- _WHAT THIS TASK INVOLVES_:
Copy the lines from the one containing "of the large" through the last line, keeping the requests as they are. Shift every coordinate in the answers by adding 54 to both of its numbers.

^^^^

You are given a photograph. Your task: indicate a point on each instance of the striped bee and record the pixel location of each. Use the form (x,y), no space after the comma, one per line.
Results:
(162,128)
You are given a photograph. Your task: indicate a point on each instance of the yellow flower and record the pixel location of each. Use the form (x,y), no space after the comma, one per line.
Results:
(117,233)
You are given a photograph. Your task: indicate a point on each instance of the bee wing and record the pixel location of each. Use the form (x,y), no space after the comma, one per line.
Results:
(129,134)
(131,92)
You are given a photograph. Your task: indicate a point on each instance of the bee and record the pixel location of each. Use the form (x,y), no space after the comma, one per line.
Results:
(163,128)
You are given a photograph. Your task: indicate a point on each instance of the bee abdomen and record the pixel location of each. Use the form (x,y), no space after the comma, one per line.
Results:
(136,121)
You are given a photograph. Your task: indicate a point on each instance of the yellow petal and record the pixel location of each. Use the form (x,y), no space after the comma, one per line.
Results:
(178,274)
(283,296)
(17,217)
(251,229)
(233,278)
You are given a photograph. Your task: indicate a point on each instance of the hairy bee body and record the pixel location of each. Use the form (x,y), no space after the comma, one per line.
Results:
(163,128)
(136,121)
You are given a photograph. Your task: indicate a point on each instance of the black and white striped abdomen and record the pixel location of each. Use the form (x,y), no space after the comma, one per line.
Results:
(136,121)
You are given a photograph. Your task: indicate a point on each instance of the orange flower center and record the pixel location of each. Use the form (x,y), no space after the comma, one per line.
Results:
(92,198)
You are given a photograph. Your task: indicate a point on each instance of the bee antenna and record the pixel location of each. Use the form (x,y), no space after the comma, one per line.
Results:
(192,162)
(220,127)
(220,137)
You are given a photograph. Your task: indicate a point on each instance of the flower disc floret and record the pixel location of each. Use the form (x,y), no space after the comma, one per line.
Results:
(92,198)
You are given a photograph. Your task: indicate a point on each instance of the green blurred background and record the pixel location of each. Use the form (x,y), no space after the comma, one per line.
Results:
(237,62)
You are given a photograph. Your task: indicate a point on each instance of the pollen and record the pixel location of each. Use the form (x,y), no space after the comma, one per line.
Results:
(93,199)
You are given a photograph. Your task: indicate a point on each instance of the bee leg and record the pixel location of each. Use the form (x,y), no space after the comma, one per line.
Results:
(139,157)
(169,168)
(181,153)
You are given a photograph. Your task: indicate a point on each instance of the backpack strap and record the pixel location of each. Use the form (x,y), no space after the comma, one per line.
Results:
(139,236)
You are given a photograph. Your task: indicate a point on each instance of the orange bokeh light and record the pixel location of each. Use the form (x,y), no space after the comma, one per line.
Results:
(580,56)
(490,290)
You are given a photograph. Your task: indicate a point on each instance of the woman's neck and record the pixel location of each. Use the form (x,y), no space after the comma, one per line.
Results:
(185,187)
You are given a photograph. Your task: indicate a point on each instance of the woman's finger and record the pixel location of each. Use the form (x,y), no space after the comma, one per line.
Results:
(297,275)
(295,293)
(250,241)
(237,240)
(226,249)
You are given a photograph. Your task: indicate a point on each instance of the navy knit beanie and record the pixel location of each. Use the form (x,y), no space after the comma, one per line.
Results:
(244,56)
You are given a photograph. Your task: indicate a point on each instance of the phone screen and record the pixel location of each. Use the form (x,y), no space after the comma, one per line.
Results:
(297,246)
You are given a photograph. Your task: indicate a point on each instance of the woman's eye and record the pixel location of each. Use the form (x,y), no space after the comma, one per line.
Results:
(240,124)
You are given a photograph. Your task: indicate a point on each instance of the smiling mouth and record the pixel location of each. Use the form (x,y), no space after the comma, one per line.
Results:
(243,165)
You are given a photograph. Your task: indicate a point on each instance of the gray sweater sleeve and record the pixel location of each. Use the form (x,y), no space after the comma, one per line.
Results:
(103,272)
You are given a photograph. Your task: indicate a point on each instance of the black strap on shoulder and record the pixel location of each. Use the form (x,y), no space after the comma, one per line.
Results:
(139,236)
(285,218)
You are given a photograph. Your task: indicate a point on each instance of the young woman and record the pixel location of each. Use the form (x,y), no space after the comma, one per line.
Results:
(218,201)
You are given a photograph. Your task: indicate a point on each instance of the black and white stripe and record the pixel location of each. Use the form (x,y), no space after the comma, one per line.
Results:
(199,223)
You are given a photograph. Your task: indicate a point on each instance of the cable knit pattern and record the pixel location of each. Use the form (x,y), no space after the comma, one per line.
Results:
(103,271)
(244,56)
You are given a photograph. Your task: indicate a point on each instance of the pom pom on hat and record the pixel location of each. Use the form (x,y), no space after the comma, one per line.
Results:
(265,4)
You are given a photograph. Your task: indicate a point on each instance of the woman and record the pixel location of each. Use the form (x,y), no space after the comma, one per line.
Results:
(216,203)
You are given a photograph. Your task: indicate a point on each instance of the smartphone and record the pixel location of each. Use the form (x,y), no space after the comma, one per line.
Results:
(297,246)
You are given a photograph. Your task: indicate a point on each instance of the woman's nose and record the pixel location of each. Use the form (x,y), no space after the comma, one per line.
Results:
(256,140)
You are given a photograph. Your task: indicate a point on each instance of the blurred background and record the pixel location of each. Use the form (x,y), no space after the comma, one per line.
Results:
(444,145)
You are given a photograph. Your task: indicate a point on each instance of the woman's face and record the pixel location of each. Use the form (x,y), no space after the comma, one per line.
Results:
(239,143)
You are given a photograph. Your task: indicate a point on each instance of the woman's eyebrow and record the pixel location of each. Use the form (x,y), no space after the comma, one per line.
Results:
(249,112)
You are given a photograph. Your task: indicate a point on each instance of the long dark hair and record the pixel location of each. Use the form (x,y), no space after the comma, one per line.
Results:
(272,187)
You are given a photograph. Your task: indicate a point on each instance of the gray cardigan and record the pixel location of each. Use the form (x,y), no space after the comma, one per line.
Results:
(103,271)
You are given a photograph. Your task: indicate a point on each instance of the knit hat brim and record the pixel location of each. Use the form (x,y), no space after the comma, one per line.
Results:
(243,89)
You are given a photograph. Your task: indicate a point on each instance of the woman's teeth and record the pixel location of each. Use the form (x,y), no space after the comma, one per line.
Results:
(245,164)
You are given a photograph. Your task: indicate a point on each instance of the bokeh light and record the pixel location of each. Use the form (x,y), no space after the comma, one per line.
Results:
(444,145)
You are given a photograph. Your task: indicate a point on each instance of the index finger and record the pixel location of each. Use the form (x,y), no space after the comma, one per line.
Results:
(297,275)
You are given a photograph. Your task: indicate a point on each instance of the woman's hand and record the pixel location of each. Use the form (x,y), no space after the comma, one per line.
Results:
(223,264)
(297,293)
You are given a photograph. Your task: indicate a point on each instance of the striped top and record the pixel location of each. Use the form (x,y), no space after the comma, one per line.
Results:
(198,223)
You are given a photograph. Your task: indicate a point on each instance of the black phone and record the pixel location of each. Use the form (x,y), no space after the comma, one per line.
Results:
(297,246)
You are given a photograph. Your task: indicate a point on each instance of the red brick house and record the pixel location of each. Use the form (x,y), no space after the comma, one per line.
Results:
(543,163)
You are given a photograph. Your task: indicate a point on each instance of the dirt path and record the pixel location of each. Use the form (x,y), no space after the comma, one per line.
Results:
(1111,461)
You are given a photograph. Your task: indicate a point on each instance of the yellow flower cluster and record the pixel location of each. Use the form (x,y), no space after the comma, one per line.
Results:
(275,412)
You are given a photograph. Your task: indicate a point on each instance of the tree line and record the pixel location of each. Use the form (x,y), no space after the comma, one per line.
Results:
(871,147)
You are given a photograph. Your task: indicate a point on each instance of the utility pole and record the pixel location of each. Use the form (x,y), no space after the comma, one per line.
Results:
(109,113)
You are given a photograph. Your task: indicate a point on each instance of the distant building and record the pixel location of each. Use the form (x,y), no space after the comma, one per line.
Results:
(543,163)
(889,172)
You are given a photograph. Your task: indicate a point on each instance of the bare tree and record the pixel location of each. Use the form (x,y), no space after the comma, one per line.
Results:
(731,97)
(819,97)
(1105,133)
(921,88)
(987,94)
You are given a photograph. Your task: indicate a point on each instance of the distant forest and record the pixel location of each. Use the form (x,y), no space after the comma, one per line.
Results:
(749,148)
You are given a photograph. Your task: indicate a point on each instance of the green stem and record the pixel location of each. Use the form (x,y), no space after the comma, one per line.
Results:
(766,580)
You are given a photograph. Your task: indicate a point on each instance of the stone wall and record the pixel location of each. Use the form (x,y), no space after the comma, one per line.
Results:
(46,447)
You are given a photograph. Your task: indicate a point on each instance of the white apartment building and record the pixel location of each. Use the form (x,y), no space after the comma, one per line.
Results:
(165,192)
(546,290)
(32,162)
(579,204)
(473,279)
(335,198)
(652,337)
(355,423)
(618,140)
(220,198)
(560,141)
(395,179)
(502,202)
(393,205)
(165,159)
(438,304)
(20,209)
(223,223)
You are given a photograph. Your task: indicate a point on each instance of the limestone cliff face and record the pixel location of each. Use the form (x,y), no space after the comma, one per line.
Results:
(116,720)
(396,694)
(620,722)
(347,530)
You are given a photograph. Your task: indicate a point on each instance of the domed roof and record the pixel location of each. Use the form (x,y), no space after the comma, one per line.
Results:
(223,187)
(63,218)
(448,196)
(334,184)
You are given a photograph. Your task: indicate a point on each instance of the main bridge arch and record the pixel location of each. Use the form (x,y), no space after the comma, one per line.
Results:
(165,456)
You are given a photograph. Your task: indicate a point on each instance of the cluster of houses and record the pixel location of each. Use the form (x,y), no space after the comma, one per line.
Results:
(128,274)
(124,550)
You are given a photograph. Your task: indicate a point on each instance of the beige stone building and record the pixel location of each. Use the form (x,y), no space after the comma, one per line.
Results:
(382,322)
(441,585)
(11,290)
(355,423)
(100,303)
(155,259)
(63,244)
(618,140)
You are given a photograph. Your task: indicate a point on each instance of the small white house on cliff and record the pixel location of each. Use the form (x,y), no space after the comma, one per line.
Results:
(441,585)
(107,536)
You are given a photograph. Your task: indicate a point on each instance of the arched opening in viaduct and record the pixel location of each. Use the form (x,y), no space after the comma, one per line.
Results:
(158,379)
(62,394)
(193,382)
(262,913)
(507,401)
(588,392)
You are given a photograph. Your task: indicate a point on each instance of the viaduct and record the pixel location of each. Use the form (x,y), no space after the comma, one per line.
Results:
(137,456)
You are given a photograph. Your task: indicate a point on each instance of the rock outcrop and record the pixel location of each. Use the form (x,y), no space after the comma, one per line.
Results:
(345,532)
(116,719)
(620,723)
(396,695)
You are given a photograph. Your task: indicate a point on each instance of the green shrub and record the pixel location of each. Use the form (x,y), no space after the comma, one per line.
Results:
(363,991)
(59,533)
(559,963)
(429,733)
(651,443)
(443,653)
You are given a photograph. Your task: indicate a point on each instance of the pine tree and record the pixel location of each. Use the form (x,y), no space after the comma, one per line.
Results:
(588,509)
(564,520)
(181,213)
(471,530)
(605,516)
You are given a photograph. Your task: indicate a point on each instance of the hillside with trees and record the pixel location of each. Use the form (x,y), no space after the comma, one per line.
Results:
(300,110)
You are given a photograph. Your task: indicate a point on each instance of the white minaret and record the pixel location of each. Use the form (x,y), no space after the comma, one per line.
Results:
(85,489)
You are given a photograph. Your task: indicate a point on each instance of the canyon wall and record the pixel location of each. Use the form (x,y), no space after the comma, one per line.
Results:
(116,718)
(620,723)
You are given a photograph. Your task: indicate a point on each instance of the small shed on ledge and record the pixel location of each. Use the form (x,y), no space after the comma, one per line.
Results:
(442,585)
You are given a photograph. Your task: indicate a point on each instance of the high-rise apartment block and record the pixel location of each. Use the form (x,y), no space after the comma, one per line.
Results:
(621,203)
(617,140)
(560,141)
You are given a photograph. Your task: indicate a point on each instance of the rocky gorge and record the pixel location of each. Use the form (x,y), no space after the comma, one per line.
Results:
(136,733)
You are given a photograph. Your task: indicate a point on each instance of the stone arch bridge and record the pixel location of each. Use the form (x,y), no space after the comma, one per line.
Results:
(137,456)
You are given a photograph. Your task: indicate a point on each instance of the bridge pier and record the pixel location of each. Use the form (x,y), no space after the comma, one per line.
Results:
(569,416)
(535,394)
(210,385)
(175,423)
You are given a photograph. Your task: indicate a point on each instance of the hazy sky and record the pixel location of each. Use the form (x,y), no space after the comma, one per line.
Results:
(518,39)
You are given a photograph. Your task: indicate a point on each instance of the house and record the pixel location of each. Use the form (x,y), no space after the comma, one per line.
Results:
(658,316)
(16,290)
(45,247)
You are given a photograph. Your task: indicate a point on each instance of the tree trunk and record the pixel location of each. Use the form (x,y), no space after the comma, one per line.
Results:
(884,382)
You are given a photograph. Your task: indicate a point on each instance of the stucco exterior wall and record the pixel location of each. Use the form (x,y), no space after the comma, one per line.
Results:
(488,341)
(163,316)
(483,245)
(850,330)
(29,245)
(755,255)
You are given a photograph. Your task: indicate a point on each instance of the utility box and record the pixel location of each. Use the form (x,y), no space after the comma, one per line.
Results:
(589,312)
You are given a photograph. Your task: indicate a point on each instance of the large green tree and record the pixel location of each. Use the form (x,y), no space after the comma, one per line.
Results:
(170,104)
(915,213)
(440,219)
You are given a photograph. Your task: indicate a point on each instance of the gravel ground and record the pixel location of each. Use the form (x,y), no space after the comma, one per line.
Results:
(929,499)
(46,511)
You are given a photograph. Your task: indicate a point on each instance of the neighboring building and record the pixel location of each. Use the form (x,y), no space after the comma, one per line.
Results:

^^^^

- _RESPONSE_:
You are given a photograph. Your task: indicate a point on each instance of the large green tree and record the pixel location of each. Use the form (x,y), no space after the comma, one per line.
Results:
(224,158)
(969,267)
(494,273)
You are given a photograph. Your task: indicate a point on each instance of the gravel ground and record the pixel location of each. Use the form (x,y), no space after the comma, one per line.
Results:
(983,553)
(100,565)
You are given a photograph. Your task: indicate a point on each instance of the neighboring building and record the pixel location of each. Use the form (x,y), no space after the comma, one per line.
Results:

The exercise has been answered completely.